[Photo-based referring expression data]
⁂

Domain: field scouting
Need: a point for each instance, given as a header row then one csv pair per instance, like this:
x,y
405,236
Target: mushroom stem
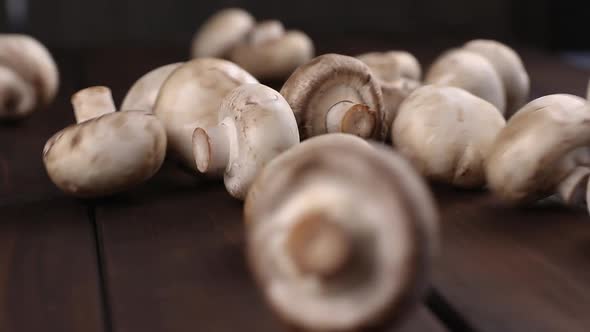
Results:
x,y
351,118
211,149
92,102
573,190
319,246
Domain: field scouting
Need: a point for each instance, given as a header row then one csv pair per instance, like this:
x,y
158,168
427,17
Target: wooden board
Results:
x,y
49,279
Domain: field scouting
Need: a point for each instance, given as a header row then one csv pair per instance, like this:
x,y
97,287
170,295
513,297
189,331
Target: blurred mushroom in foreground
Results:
x,y
340,235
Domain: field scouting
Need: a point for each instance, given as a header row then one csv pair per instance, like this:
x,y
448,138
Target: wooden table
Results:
x,y
168,256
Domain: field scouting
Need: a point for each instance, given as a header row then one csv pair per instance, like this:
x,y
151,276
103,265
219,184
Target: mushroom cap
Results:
x,y
274,58
325,81
191,97
470,71
446,133
144,92
398,74
510,67
541,144
265,127
107,154
392,65
33,63
374,196
221,32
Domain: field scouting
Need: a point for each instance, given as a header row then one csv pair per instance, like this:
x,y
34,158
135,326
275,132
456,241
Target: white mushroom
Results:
x,y
29,78
340,235
398,73
446,133
221,32
144,92
270,52
265,49
255,125
107,151
191,97
486,68
544,150
336,93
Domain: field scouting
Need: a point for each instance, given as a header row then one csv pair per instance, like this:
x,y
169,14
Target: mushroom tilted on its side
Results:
x,y
255,125
488,69
340,235
29,78
544,150
191,97
446,133
398,74
107,151
144,92
336,93
270,52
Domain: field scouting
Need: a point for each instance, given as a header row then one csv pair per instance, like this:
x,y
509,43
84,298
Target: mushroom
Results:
x,y
107,151
340,235
398,74
142,95
336,93
446,133
544,150
29,78
221,32
265,49
487,69
255,124
191,97
270,52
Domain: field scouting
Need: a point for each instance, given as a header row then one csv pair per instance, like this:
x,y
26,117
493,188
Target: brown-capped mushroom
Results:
x,y
255,125
270,52
446,133
398,74
191,97
340,235
107,151
544,150
486,68
336,93
29,77
144,92
222,32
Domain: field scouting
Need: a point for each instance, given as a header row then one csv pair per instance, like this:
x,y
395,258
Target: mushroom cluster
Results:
x,y
446,133
336,93
398,74
340,234
265,49
106,151
543,150
486,68
29,78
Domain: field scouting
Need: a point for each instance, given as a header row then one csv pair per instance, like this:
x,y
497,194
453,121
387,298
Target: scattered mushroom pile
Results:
x,y
29,78
340,232
264,49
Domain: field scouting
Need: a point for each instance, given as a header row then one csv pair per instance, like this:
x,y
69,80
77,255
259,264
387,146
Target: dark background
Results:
x,y
542,23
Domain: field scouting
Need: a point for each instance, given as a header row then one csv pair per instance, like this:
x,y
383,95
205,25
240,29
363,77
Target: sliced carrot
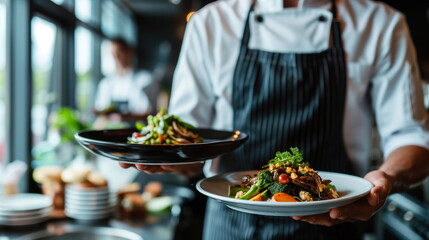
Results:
x,y
283,197
257,198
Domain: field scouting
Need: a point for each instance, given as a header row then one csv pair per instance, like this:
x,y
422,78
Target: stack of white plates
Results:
x,y
24,209
89,203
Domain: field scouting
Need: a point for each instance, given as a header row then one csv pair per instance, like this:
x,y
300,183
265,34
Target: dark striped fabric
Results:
x,y
285,100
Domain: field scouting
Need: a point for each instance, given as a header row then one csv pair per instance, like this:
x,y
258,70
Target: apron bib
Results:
x,y
285,100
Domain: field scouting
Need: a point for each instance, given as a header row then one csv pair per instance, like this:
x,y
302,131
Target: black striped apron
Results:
x,y
285,100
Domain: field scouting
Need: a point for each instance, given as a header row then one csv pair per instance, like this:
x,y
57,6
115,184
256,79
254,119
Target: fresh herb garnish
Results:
x,y
292,158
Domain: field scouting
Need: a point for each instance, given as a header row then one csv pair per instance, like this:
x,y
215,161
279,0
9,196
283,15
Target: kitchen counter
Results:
x,y
153,227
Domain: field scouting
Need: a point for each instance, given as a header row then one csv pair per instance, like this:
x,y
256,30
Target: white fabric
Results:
x,y
306,34
382,71
138,88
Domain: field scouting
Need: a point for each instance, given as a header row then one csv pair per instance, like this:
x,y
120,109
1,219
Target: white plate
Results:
x,y
28,221
350,188
24,202
5,214
89,215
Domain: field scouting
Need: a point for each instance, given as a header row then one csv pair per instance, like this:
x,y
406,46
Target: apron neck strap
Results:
x,y
336,30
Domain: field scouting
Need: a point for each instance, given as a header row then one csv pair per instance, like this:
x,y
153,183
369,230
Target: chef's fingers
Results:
x,y
126,165
365,208
320,219
185,169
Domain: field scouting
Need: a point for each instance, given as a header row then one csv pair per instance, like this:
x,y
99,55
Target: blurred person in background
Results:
x,y
128,94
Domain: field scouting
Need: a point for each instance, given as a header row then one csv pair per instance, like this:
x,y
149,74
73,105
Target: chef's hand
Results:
x,y
361,210
188,170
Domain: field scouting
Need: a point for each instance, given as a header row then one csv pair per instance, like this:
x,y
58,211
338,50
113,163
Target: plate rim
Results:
x,y
45,198
79,138
226,199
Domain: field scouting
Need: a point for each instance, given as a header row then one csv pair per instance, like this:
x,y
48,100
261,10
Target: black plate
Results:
x,y
113,144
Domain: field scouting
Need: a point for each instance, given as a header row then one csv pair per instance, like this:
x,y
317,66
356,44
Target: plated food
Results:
x,y
286,178
164,128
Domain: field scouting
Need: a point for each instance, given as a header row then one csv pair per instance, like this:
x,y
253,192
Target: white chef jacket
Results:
x,y
383,83
138,88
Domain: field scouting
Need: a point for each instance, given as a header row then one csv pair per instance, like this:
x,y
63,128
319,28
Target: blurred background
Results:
x,y
53,54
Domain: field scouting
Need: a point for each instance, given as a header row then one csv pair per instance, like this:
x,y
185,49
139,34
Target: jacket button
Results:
x,y
259,18
322,19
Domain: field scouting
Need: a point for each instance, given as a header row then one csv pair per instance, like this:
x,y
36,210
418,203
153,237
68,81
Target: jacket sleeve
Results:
x,y
192,96
397,95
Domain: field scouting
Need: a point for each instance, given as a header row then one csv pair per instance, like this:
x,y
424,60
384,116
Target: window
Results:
x,y
44,40
107,61
2,80
83,9
83,66
118,22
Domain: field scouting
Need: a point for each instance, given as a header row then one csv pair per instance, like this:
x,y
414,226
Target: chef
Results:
x,y
313,74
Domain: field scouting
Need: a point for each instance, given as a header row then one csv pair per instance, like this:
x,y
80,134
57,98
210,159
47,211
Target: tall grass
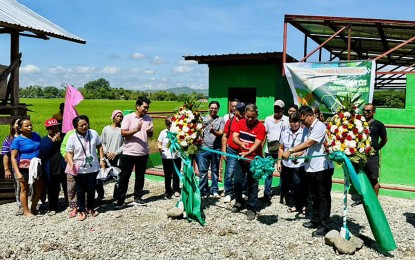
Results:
x,y
99,113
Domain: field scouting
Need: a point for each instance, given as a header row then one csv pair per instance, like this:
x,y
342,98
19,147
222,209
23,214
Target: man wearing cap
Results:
x,y
319,169
232,108
53,164
249,135
274,124
228,146
112,143
212,135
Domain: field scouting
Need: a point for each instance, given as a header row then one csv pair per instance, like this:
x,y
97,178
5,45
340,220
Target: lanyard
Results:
x,y
88,159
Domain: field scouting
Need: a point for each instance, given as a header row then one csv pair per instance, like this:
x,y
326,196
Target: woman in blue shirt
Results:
x,y
24,148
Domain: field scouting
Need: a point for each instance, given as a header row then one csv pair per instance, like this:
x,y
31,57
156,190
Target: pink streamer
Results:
x,y
72,98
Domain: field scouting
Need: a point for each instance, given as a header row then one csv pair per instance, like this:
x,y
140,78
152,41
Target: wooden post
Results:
x,y
14,75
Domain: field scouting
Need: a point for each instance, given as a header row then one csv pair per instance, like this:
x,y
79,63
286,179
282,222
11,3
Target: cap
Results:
x,y
115,112
279,103
51,122
240,106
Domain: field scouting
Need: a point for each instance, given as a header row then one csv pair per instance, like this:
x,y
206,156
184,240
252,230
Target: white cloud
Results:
x,y
158,60
182,69
110,70
58,70
148,71
84,70
186,62
28,69
137,56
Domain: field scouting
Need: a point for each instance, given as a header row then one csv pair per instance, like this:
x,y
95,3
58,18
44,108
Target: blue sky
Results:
x,y
139,44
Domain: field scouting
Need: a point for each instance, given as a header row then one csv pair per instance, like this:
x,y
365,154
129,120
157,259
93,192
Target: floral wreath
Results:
x,y
348,132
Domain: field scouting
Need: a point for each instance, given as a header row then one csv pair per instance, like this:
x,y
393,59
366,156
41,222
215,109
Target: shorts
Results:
x,y
372,169
25,173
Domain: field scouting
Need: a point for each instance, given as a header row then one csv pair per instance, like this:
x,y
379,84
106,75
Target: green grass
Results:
x,y
99,113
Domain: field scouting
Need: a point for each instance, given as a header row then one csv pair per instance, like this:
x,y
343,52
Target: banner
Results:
x,y
322,84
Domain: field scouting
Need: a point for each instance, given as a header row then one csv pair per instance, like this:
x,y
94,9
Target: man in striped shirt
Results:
x,y
248,134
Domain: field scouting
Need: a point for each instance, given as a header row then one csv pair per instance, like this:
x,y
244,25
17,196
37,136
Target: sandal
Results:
x,y
292,210
73,213
82,216
93,213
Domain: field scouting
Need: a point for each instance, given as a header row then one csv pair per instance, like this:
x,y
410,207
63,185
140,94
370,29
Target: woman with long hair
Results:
x,y
84,161
8,170
25,147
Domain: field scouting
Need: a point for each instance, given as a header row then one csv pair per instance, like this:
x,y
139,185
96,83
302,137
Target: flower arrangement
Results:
x,y
187,125
348,132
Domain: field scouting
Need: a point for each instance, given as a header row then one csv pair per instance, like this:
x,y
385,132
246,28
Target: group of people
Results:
x,y
73,160
300,133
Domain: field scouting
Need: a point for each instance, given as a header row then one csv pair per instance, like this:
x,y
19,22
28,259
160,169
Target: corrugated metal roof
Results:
x,y
240,58
14,15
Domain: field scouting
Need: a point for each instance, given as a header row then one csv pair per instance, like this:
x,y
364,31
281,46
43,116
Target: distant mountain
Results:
x,y
181,90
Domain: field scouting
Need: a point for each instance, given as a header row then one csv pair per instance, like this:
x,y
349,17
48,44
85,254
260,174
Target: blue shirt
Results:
x,y
28,147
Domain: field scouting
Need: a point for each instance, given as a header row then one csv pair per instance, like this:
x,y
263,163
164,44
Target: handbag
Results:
x,y
24,163
273,146
72,171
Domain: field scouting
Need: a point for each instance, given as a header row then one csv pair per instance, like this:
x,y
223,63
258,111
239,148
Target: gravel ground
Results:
x,y
138,232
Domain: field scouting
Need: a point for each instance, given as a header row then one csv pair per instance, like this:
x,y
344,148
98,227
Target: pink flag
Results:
x,y
72,98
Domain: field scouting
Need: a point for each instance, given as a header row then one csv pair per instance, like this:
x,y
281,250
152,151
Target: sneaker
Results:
x,y
250,215
320,232
216,195
118,207
227,199
236,207
82,216
19,212
73,213
139,202
51,213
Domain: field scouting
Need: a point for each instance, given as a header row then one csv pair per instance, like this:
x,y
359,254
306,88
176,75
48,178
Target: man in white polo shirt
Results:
x,y
320,170
135,128
275,124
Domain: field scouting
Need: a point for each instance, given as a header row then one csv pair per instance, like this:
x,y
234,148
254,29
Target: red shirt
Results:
x,y
229,132
249,135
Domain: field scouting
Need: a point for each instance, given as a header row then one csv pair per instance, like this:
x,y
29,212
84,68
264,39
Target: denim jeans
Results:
x,y
85,182
232,168
205,159
268,180
127,162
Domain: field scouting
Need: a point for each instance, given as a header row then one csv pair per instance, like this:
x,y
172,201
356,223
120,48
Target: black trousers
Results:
x,y
320,187
240,177
127,162
170,173
54,182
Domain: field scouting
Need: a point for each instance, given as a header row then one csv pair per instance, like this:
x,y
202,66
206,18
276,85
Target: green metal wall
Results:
x,y
265,78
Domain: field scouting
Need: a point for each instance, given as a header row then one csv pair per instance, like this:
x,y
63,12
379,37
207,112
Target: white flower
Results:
x,y
347,151
174,129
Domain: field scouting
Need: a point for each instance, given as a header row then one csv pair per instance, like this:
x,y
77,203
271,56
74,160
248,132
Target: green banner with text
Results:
x,y
323,83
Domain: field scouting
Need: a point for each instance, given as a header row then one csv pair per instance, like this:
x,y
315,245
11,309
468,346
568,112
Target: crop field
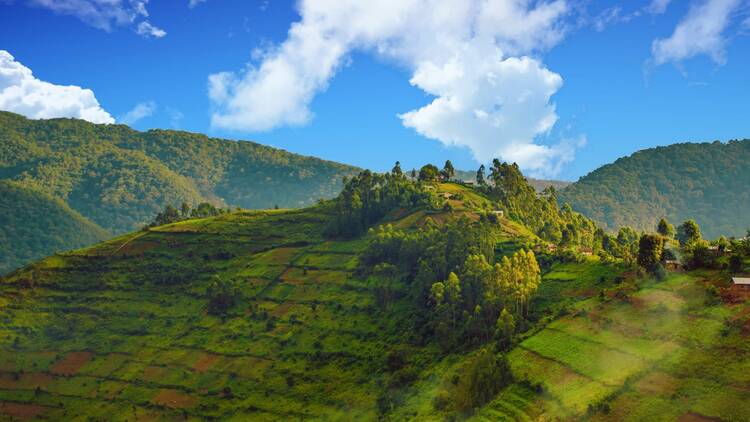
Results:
x,y
87,336
663,354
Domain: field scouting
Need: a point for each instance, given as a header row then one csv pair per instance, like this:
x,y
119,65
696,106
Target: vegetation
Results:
x,y
33,224
707,182
119,178
434,307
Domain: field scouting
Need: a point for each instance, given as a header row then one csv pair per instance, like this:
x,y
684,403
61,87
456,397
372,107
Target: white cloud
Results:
x,y
22,93
145,29
701,32
140,111
104,14
657,7
471,55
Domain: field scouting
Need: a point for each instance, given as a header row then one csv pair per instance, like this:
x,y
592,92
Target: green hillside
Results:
x,y
271,315
707,182
34,224
120,178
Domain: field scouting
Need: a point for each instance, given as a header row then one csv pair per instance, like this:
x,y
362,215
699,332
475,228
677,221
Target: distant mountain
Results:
x,y
119,178
709,182
538,184
33,224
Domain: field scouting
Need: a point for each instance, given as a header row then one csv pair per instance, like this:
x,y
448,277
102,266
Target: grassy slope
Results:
x,y
120,178
707,182
33,224
121,329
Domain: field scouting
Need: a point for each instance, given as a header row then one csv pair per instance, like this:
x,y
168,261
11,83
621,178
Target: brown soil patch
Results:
x,y
154,373
174,399
24,381
205,363
71,363
658,383
282,309
22,411
695,417
293,276
137,247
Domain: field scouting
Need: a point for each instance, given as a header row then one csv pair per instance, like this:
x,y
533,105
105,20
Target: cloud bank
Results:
x,y
139,112
476,57
105,14
701,32
22,93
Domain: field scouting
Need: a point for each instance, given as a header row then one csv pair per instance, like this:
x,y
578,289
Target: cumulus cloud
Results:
x,y
473,56
145,29
140,111
701,32
22,93
657,7
105,14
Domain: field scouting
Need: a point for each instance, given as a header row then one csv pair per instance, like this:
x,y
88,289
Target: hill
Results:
x,y
706,182
265,315
538,184
33,224
120,178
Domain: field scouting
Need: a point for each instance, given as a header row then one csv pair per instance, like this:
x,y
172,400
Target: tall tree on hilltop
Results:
x,y
689,232
480,176
665,229
448,171
396,171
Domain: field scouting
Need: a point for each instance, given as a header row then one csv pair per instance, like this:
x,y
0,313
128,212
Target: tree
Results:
x,y
688,232
397,170
448,171
480,176
650,249
185,210
736,264
506,327
429,173
665,229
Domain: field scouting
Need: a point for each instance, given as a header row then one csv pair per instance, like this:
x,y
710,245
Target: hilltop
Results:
x,y
32,222
118,178
706,182
286,313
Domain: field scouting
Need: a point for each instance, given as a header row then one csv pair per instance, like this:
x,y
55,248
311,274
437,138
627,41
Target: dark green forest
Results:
x,y
34,224
119,178
707,182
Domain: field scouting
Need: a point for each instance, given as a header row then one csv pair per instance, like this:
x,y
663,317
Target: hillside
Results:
x,y
120,178
538,184
706,182
33,224
262,315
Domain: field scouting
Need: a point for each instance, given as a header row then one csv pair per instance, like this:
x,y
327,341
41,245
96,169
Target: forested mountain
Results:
x,y
120,178
401,299
33,224
538,184
704,181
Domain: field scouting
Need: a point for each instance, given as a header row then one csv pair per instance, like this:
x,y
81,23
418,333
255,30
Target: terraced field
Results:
x,y
665,354
90,337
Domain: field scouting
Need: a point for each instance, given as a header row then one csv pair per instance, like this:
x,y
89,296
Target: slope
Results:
x,y
120,178
707,182
126,327
33,224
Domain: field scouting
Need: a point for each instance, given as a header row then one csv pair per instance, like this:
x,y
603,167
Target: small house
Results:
x,y
741,283
673,265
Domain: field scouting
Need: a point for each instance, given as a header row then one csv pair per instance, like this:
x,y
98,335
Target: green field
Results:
x,y
121,331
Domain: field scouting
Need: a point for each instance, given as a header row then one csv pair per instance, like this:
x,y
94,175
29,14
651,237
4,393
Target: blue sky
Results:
x,y
562,87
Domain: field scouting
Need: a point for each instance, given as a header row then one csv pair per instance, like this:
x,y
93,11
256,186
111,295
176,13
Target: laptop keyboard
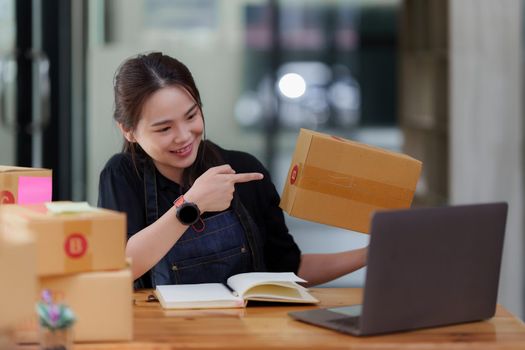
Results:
x,y
351,322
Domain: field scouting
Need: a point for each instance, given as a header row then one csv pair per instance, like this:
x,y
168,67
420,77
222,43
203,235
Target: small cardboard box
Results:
x,y
18,276
339,182
70,242
25,185
102,303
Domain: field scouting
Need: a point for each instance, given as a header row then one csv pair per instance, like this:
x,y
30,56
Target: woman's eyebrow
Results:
x,y
168,121
191,109
161,122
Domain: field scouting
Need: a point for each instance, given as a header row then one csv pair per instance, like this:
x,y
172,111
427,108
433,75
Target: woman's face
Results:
x,y
170,130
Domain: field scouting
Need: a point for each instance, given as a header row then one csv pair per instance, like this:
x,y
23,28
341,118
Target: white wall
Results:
x,y
486,121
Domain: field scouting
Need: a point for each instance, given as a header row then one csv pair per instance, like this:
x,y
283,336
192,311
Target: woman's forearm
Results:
x,y
148,246
321,268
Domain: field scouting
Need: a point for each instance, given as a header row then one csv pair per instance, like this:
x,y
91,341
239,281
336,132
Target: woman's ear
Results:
x,y
127,134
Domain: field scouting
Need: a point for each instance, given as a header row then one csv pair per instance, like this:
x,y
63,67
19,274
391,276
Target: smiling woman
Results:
x,y
196,213
170,131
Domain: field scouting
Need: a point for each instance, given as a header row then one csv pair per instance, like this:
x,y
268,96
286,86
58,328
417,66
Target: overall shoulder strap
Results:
x,y
252,233
152,214
150,193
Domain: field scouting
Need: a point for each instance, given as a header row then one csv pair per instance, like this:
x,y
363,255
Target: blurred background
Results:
x,y
440,80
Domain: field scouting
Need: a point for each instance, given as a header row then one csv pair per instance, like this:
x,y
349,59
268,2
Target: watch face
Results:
x,y
188,213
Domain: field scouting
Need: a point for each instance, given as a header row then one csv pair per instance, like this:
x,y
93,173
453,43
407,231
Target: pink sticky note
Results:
x,y
33,190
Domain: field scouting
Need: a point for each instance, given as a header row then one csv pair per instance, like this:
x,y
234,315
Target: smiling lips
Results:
x,y
183,152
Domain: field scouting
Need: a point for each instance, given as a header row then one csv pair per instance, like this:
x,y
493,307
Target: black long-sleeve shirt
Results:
x,y
121,188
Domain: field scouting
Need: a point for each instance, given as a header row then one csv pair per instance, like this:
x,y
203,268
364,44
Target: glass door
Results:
x,y
7,82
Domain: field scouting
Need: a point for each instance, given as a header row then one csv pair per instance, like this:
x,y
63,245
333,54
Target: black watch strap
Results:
x,y
188,213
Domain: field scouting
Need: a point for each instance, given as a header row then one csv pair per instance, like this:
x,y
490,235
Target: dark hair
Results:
x,y
136,80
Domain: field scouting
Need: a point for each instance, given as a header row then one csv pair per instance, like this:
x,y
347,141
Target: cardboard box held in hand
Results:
x,y
25,185
69,237
339,182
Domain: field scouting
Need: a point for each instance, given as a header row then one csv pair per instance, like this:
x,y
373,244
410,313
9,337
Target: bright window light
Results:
x,y
292,85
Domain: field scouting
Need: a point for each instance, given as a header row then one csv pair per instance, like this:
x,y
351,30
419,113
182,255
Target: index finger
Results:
x,y
246,177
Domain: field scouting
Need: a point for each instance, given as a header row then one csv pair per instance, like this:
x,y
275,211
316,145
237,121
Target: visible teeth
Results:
x,y
183,149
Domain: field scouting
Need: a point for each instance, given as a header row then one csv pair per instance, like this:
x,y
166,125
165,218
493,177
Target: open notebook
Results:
x,y
261,286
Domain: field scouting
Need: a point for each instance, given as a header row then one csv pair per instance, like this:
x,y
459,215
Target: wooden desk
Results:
x,y
262,326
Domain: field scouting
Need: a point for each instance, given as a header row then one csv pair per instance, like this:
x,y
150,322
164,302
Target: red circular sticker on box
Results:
x,y
7,197
293,175
75,245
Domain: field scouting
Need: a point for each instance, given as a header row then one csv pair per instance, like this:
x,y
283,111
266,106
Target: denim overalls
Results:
x,y
229,244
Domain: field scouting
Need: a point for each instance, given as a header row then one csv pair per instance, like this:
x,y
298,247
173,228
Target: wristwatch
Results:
x,y
188,213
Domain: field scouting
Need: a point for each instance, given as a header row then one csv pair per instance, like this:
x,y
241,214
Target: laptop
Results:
x,y
426,267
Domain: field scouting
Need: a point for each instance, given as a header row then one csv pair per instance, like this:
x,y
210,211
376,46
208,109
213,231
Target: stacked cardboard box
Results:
x,y
80,258
25,185
18,276
339,182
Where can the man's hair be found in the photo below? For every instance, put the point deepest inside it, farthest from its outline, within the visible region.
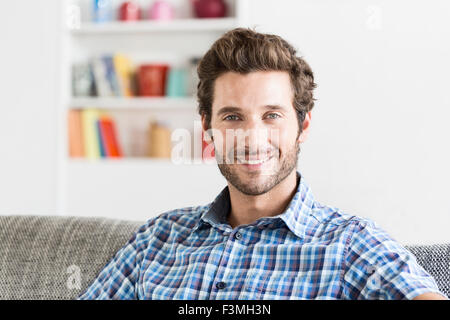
(244, 50)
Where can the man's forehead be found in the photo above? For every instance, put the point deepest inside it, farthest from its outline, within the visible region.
(260, 90)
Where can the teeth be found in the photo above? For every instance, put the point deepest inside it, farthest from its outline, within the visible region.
(253, 161)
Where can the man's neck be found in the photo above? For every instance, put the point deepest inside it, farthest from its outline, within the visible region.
(246, 208)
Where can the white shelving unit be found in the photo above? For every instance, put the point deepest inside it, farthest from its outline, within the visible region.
(135, 188)
(184, 25)
(123, 103)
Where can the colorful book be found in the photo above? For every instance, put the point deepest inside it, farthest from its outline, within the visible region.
(76, 146)
(110, 74)
(100, 140)
(91, 141)
(109, 137)
(124, 74)
(102, 85)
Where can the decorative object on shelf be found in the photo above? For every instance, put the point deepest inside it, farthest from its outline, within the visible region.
(208, 151)
(160, 143)
(152, 79)
(193, 76)
(82, 80)
(161, 10)
(210, 8)
(125, 74)
(129, 11)
(74, 124)
(102, 11)
(92, 134)
(176, 83)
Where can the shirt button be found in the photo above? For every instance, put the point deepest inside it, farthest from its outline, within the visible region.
(221, 285)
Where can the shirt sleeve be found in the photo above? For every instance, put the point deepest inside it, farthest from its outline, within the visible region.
(378, 267)
(118, 279)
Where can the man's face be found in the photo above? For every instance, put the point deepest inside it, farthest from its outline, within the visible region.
(254, 115)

⁂

■ **TASK GOAL**
Each line of the data that holds the word "black" should be copied.

■ **RESULT OF THE TASK**
Target: black striped apron
Target: black plate
Target: black trousers
Target: black long-sleeve shirt
Target: black watch strap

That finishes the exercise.